[Saved entries]
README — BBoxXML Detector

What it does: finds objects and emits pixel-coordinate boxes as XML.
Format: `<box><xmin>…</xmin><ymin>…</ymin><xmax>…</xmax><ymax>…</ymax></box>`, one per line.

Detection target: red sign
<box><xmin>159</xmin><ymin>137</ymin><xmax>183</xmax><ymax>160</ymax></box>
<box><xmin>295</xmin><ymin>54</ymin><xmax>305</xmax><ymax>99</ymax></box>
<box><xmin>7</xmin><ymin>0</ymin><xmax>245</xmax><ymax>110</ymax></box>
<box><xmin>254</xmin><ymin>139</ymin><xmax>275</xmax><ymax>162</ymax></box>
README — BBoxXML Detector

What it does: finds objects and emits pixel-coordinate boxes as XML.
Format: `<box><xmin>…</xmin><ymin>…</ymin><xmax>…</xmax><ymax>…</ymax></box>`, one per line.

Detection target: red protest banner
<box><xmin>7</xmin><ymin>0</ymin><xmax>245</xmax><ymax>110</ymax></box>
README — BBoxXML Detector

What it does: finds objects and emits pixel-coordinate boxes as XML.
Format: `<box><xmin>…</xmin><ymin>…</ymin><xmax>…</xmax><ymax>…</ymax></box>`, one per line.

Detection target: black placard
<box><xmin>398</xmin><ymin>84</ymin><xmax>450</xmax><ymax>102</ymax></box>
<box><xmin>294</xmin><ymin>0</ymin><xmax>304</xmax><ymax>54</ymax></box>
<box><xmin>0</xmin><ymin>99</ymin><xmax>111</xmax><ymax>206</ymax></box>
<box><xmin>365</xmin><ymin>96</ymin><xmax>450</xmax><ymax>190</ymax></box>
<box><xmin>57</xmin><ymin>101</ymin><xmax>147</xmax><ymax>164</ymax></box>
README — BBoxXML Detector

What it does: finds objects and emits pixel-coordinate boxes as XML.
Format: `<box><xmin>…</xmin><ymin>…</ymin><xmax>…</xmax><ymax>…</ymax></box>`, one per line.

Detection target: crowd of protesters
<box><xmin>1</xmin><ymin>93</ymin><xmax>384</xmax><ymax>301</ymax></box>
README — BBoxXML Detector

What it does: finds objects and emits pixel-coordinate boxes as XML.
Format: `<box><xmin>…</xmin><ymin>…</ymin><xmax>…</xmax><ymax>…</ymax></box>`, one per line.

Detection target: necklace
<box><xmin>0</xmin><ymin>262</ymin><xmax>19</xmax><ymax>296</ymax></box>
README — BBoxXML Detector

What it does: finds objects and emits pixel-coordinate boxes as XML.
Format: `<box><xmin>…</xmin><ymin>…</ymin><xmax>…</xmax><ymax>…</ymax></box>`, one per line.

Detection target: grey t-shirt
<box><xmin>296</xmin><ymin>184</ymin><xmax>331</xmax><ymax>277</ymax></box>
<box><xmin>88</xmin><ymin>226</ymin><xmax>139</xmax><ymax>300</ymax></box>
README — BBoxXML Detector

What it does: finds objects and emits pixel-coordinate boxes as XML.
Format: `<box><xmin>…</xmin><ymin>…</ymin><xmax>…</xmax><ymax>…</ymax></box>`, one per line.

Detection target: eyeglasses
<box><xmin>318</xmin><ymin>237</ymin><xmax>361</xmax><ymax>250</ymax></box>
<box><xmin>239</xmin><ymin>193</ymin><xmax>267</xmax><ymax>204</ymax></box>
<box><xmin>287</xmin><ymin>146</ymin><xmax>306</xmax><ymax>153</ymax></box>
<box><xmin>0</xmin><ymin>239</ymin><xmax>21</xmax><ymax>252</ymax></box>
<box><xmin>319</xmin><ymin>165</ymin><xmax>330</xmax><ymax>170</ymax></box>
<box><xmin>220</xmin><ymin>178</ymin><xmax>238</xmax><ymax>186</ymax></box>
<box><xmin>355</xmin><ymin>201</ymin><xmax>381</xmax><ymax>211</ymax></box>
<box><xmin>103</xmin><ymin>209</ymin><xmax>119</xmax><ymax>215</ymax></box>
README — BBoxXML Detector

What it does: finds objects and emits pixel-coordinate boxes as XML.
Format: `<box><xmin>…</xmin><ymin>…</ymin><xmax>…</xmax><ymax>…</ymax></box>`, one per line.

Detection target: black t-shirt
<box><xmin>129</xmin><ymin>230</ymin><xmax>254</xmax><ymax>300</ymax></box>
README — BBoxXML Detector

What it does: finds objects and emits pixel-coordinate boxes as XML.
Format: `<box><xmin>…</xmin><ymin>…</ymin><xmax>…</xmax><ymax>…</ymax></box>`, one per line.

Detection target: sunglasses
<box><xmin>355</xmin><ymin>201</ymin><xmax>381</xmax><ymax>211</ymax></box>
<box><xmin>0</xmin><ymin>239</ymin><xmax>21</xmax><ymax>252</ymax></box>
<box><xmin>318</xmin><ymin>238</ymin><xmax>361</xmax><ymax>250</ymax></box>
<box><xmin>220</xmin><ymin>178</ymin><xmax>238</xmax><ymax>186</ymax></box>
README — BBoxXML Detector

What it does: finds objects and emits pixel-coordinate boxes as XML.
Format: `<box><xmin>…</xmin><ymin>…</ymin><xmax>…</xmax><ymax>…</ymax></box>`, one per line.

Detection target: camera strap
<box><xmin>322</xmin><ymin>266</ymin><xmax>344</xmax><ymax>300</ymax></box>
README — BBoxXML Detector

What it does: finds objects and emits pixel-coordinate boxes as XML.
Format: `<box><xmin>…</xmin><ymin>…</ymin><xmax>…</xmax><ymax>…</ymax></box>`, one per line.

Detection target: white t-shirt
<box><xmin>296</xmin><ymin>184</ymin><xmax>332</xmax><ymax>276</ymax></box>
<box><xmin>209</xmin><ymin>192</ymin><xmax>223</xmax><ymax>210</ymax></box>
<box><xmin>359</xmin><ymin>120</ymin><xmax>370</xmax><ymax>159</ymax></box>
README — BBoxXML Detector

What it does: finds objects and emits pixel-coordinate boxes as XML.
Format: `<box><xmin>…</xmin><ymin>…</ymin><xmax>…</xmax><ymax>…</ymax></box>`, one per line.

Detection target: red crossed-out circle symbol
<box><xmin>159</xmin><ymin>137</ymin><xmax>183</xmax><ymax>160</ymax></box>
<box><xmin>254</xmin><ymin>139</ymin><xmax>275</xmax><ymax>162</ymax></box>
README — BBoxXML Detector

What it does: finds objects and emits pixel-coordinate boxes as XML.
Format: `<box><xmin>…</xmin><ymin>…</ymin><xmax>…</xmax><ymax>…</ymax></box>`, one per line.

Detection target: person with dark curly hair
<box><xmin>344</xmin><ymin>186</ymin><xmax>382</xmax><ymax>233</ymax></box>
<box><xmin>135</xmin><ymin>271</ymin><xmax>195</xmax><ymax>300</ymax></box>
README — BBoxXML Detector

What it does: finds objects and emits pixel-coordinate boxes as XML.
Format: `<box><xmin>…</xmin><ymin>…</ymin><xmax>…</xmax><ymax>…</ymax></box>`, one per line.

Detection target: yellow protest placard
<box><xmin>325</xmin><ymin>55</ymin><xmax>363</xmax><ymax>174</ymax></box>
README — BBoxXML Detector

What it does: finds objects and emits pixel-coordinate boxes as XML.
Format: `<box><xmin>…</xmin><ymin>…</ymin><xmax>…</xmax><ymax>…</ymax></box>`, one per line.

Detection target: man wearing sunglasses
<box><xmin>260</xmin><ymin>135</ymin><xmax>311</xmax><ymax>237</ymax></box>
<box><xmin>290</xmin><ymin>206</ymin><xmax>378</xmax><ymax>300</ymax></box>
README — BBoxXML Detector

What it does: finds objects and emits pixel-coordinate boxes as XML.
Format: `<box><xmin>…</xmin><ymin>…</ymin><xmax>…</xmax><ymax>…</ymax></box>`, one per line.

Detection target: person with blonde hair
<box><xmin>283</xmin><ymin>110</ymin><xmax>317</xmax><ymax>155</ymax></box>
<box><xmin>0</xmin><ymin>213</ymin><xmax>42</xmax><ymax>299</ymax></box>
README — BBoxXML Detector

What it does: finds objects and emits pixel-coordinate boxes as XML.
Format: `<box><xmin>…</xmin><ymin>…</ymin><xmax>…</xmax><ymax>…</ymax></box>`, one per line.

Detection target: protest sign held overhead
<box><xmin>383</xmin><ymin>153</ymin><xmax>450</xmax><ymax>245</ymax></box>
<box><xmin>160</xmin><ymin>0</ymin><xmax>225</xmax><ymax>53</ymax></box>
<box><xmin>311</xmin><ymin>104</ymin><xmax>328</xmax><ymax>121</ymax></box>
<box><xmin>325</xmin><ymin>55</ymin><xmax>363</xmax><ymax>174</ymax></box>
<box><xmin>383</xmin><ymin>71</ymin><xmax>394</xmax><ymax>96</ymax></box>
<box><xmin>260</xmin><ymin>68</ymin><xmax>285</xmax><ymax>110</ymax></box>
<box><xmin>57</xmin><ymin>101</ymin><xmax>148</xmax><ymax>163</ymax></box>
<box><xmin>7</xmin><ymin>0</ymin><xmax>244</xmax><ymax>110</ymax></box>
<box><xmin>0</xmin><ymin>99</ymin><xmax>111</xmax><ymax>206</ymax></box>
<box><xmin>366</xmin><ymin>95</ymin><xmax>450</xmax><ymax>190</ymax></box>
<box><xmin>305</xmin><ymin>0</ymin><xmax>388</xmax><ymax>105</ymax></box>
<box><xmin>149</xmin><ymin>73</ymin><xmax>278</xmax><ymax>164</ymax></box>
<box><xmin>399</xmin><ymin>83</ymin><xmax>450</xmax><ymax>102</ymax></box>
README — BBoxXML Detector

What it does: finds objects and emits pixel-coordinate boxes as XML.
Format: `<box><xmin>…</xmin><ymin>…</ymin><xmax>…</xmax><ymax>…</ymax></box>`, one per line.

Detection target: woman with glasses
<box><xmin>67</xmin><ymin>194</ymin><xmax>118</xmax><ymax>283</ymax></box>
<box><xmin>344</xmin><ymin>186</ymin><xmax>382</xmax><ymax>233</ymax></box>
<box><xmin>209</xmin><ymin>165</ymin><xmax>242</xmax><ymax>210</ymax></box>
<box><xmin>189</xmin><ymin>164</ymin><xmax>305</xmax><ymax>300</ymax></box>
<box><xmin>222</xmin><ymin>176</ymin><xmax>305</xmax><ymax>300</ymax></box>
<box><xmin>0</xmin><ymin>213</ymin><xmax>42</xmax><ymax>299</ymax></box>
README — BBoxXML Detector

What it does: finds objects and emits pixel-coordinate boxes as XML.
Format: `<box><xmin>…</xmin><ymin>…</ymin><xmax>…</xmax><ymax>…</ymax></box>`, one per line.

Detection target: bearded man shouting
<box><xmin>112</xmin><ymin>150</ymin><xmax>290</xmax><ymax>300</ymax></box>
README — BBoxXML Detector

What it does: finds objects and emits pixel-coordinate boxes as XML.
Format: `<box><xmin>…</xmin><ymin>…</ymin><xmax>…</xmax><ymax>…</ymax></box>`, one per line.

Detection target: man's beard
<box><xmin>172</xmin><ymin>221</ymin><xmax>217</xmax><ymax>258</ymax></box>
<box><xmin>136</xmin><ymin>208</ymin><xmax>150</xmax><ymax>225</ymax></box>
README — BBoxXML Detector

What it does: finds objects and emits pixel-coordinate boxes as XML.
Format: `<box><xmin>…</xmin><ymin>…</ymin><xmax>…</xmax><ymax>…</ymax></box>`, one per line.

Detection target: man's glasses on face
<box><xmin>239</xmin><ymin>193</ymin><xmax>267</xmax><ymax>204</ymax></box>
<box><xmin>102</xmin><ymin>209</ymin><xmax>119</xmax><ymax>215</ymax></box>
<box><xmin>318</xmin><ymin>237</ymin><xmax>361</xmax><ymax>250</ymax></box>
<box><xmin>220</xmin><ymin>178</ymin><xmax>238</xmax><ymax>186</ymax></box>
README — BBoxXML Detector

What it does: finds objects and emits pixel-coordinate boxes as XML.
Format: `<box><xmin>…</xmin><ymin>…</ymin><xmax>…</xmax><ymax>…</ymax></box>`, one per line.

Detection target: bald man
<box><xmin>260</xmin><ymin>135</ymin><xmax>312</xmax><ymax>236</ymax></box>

== EXERCISE BRIEF ==
Set down, unchanged, the line that contains "Detection target: man's beard" together with every later line in the records, through the last one.

== WRITTEN ANSWER ==
Detection target: man's beard
<box><xmin>172</xmin><ymin>221</ymin><xmax>217</xmax><ymax>258</ymax></box>
<box><xmin>136</xmin><ymin>208</ymin><xmax>150</xmax><ymax>225</ymax></box>
README — BBoxXML Detector

What it does: finds objects and emits pixel-coordinate boxes as XML.
Format: `<box><xmin>…</xmin><ymin>…</ymin><xmax>…</xmax><ymax>…</ymax></box>`, one per line.

Detection target: man's glasses on face
<box><xmin>239</xmin><ymin>193</ymin><xmax>267</xmax><ymax>204</ymax></box>
<box><xmin>102</xmin><ymin>209</ymin><xmax>119</xmax><ymax>215</ymax></box>
<box><xmin>318</xmin><ymin>237</ymin><xmax>361</xmax><ymax>250</ymax></box>
<box><xmin>220</xmin><ymin>178</ymin><xmax>238</xmax><ymax>186</ymax></box>
README — BBoxXML Detector

What it does: finds objects and emits pixel-coordinate boxes as XML.
Format: `<box><xmin>…</xmin><ymin>…</ymin><xmax>…</xmax><ymax>…</ymax></box>`, one per line.

Detection target: bald man
<box><xmin>260</xmin><ymin>135</ymin><xmax>312</xmax><ymax>236</ymax></box>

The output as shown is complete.